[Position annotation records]
------------------------------------------------

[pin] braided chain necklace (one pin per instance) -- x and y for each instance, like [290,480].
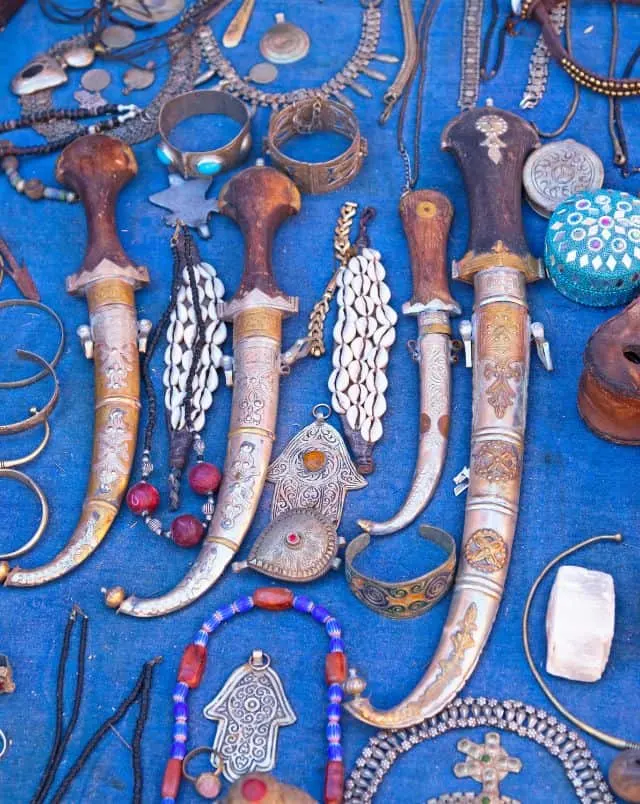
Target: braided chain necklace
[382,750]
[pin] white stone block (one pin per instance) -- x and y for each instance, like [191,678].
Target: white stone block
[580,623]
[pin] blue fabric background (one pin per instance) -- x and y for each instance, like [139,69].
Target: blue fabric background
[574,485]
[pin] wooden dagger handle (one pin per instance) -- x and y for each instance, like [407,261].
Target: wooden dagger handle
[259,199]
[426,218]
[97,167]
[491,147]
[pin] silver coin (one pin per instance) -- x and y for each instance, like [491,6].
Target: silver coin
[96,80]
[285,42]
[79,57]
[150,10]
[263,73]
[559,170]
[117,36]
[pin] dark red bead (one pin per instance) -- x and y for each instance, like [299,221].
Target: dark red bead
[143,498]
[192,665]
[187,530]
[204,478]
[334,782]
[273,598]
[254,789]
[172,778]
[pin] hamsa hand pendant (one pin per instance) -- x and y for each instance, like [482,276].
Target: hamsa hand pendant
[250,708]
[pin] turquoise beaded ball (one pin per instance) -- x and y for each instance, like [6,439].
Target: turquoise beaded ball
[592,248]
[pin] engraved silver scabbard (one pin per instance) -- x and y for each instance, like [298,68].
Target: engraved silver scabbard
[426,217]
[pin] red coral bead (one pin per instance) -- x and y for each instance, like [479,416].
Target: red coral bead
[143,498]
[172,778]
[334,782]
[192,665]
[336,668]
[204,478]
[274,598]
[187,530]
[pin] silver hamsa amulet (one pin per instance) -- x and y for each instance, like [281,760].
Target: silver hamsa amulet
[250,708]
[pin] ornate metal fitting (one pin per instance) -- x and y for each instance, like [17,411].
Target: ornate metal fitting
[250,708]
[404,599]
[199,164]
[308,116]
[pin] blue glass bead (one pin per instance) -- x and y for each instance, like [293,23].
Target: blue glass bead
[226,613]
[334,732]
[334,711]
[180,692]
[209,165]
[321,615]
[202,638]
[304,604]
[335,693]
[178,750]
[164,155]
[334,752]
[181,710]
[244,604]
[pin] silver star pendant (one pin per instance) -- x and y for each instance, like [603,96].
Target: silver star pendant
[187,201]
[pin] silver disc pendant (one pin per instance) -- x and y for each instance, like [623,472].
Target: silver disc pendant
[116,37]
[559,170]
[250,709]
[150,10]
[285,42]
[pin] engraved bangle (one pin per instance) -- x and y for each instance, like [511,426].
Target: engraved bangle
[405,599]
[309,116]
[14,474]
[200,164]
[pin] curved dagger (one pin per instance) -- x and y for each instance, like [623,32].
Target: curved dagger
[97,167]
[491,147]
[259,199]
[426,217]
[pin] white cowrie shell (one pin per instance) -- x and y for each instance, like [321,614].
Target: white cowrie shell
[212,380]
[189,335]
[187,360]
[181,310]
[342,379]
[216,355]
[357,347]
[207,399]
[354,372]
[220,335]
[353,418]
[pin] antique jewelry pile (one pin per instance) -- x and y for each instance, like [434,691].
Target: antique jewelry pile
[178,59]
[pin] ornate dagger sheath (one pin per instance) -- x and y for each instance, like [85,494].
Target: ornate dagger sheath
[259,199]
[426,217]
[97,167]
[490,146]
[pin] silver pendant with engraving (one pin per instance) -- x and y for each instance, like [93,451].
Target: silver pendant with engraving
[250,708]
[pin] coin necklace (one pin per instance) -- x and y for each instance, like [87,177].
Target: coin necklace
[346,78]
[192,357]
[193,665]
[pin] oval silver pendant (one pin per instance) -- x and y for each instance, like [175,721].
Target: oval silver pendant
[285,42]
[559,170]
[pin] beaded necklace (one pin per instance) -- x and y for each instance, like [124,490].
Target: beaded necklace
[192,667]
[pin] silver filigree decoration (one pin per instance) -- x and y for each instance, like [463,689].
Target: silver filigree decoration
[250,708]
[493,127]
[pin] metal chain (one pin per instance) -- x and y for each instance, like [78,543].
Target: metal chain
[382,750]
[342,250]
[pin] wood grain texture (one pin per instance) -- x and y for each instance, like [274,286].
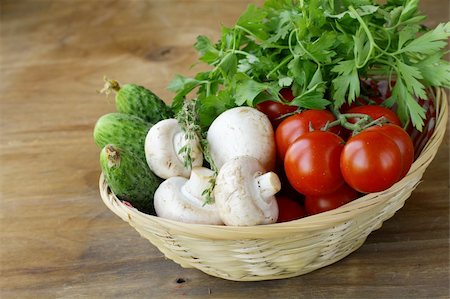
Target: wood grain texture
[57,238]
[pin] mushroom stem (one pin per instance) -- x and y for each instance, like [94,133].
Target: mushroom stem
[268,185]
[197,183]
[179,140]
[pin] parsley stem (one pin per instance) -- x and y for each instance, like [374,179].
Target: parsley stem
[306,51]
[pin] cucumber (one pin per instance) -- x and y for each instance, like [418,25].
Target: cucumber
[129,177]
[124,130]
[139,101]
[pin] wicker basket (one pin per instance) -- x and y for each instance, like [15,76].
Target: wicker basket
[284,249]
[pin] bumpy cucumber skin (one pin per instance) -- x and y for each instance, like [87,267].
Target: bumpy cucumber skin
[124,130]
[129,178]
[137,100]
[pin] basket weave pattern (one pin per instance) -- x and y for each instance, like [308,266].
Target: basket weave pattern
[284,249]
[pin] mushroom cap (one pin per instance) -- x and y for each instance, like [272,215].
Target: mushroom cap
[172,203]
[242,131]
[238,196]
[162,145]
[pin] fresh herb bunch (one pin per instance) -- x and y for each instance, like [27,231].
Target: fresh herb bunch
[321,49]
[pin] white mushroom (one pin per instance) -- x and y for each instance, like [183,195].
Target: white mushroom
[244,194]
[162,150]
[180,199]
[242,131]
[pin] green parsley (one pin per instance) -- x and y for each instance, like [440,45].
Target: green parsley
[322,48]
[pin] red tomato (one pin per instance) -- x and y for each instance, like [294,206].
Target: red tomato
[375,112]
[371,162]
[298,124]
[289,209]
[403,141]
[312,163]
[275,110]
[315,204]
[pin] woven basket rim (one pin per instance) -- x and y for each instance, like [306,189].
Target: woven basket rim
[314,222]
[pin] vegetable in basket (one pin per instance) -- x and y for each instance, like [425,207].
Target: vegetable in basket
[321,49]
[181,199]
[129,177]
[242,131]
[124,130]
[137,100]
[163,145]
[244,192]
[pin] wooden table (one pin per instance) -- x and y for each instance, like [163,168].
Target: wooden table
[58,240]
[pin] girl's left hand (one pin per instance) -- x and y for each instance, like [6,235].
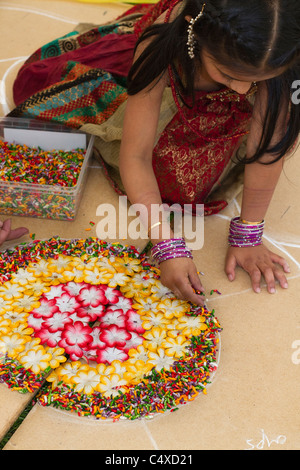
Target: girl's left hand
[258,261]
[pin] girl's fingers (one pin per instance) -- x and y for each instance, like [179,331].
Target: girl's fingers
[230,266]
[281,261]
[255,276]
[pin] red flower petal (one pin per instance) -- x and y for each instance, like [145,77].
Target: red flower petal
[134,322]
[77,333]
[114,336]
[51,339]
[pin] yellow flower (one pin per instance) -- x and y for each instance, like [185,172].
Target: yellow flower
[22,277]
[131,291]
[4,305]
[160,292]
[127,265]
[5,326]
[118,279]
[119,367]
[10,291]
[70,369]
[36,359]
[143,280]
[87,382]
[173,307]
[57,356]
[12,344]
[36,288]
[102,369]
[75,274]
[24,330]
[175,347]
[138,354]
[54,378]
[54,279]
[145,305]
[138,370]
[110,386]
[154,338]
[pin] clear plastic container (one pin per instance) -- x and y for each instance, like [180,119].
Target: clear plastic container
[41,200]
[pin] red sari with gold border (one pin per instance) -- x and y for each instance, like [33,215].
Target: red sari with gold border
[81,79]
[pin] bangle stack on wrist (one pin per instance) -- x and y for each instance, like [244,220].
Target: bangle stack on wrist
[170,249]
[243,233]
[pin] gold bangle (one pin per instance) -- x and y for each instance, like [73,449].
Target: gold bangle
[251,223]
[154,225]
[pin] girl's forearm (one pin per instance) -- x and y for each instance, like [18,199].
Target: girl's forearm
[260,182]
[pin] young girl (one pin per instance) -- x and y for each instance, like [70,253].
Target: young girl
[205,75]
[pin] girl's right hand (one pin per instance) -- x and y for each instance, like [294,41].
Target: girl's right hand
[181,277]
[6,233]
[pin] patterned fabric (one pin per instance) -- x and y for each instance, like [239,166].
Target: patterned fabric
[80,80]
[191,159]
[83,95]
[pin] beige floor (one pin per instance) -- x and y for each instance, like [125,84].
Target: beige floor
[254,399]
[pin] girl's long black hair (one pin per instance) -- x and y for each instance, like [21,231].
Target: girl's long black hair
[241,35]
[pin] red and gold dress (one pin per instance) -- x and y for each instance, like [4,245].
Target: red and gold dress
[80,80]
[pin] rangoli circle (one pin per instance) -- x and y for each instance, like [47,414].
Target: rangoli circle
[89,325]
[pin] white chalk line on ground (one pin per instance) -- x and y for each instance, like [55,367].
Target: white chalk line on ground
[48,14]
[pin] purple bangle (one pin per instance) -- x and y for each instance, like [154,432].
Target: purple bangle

------------------------------------------------

From the line containing "[pin] bangle stack" through the closing line of the material above, return every line exactly and omit all others.

- _Correct result_:
[pin] bangle stack on wrist (one pin per instance) -- x and y for each instance, like [244,220].
Target: bangle stack on wrist
[170,249]
[243,233]
[pin] gold bangle (one pin per instance) -- x and y for each instance, like [73,449].
Target: gold bangle
[251,223]
[154,225]
[pin] girl's forearm (one pin per instance) -- x and y for each instance, like [18,199].
Target: girl's forearm
[260,182]
[pin] young girl (one pin per instance) -- x and y for each instance, like [70,253].
Target: young girl
[205,75]
[pin] girl's right hand (one pin per instance) -- x and y for each instance, like [294,41].
Target: girl's right hand
[181,277]
[6,233]
[pin] patterned fabric (one pin per instance) -- x and y for each instance, like [239,166].
Target: patterned fabric
[80,80]
[191,159]
[83,95]
[pin] beige floor (one pin per instance) -- x and y for each instance, like [125,84].
Target: beige floor
[254,399]
[pin] girl's long black hair (one pin per instance) -- x and y for each instance, like [21,231].
Target: girl's long black hair
[241,35]
[pin] red and gold dress (one pin per instance) -- x and y for each instance, like [4,245].
Target: red and gold dress
[80,80]
[pin] rangoli circle (one pin per instance) -- x and y for each instance, like [47,414].
Target: rangoli circle
[89,325]
[pin] white chalk line on ground (one pin per instance) -- x and y for each instance, like [55,367].
Target: white chalk line on ground
[48,14]
[pin] purple bangle (one pin per instance) -- x and y for each instance, like [154,432].
Target: purple bangle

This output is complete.